# Region pointing data
= Beginning of Section =

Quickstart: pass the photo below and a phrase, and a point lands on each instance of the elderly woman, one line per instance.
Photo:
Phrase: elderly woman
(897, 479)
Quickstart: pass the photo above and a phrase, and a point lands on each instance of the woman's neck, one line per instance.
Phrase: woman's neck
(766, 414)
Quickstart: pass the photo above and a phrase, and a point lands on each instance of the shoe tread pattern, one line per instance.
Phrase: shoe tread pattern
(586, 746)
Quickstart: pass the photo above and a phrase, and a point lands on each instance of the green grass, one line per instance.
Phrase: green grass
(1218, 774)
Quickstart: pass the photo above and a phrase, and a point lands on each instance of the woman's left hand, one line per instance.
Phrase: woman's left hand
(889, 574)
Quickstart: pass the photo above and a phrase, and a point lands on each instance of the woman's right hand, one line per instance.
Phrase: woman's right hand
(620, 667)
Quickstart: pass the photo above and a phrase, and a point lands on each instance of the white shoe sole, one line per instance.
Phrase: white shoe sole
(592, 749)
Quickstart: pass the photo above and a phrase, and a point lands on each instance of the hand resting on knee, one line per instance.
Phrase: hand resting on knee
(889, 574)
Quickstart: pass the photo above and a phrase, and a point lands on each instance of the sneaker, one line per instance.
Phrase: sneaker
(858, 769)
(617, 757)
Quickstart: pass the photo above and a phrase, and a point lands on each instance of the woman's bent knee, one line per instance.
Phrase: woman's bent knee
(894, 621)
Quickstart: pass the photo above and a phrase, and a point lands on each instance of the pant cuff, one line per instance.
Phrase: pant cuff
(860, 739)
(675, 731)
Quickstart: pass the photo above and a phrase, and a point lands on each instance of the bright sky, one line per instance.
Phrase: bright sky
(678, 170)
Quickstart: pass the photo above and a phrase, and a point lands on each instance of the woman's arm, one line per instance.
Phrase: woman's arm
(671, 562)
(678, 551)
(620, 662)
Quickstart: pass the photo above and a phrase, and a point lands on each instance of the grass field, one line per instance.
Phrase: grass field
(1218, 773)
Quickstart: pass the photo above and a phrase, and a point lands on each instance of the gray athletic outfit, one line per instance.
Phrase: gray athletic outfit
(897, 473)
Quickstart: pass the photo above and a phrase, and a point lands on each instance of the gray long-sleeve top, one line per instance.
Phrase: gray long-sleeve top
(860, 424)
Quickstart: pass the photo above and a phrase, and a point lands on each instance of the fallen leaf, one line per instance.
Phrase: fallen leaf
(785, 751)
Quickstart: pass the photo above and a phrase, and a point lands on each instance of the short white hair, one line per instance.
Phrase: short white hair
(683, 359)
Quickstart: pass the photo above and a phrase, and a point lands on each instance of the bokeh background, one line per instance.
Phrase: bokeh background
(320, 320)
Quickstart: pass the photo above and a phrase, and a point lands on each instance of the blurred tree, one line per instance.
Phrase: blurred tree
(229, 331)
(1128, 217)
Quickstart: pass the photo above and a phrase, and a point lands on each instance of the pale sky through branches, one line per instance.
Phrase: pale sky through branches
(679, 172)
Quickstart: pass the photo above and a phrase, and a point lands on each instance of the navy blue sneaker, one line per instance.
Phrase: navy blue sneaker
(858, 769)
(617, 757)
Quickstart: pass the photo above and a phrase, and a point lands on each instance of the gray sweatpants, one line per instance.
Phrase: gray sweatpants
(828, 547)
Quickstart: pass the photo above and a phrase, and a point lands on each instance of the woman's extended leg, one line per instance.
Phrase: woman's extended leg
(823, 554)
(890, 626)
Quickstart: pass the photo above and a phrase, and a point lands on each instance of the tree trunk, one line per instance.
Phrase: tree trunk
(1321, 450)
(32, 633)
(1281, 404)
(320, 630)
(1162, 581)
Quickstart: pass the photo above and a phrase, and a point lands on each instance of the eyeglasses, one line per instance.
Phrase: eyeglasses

= End of Section =

# HOW TO COMPLETE THIS TASK
Copy each record from above without leaving any out.

# RESULT BELOW
Quickstart: pass the photo below and a phrase, and a point lands on each instance of the elderly woman, one line per instance.
Photo:
Phrase: elderly woman
(897, 479)
Quickstart: pass the photo above and a phrase, and a point lands on each instance of the woman's neck, one line per instance.
Phrase: woman's neck
(766, 414)
Quickstart: pass the photo above and a phrase, and a point lands on each instance of the shoe tread pattern, one line per instance.
Phrase: shoe tread pattern
(586, 746)
Quickstart: pass the photo above and a phrase, and a point lands on each instance of the green grass, one line per instance.
Phrase: green grass
(1218, 774)
Quickstart: pass the photo above and a phrase, and a point lands on each instance of the woman's left hand, one line per instance.
Phrase: woman's left hand
(889, 574)
Quickstart: pass the photo above and a phrase, and a point lands on each instance of the woman's right hand, one line per instance.
Phrase: woman's right hand
(620, 667)
Quickstart: pass the photo above and a phrase, and a point lands on each instance of the white shoe sole, one line per instance.
Phrase: white shoe sole
(592, 749)
Quickstart: pass the photo above and a phrase, and a point lands on each instance of the hand resting on knee, one line per instance.
Phrase: hand resting on knee
(889, 574)
Quickstart: pass the photo above and a phrase, and a point lands on each instance of the sneaker, one line per instance.
Phrase: sneaker
(858, 769)
(617, 757)
Quickstart: pass the photo above and a phrase, and a point lands on each instance of the woman's bent knee, one line per instance.
Phrase: woman's bent knee
(894, 621)
Quickstart: pass the photo above and a phrase, and a point lands on each instance of the pant cuff, one line per instance.
Phrase: pant cuff
(860, 739)
(675, 731)
Quickstart: pass the photo above and a phrase, and a point lands on each instance of the bright sky, one line per instance.
Phrase: bright sky
(678, 170)
Quickstart: pass the photo above and a phrase, and a point lands on each instance of the woman's arm, one line per instance.
Phrase: woman's arm
(671, 562)
(678, 551)
(620, 662)
Quickstart: pass the photo above and a phrase, and a point lands on each instance of the grass field, one line per instance.
Phrase: grass field
(1218, 773)
Quickstart: pass the photo above and a phrase, and a point lands on each instance of the gray athletic outfit, one line per instance.
Phrase: gray athletic outfit
(897, 473)
Quickstart: pass the photo above and a phrase, and a point lands on each instance of the gray long-sleeve top, one line per instance.
Phrase: gray long-sleeve top
(860, 424)
Quickstart: pass the photo above and a phrase, and a point lands on each instance of the fallen leaf, one line per instance.
Phrase: fallen leaf
(785, 751)
Quickstart: pass the photo above and a phrase, and a point lands on each instance of the short white hair, one line per instance.
Phrase: short white hair
(683, 359)
Quickstart: pass the photo above and a phrase, and a point lands on each instance of the bokeh background, one line per instance.
Phrase: bokeh background
(320, 320)
Quickstart: pass the photo above and a phrase, and a point lands on each instance of the blurred tree, one line per instance.
Phrase: blurred tree
(229, 331)
(1128, 217)
Quickstart: pass the photo above and a phrase, and a point lands on each instance of the pale sky through branches, one line per instance.
Phrase: pale sky through branches
(679, 172)
Quickstart: pass the photo above and a phrase, and a point lands on each instance of the navy blue sneaker, one line per instance.
Phrase: navy blue sneaker
(858, 769)
(617, 757)
Quickstart: pass the photo above and a phrase, and a point lands on each instance of the gray sweatpants, one line per instance.
Phrase: gray sweatpants
(828, 547)
Quickstart: pass the photo above and a phrase, and a point lands on each instance of the woman's extended leg, one line per instance.
Phrase: woman's extended leg
(823, 554)
(890, 626)
Quickstart: pass the photo above and a phrase, and a point lands on each instance of the tree trunk, one line per instance.
Phrase: tree trunk
(1321, 450)
(32, 633)
(1281, 404)
(320, 630)
(1162, 581)
Quickstart: pass the photo above and a phrase, and a point lands on each instance of the eyeglasses, one line per instance.
Phrase: eyeglasses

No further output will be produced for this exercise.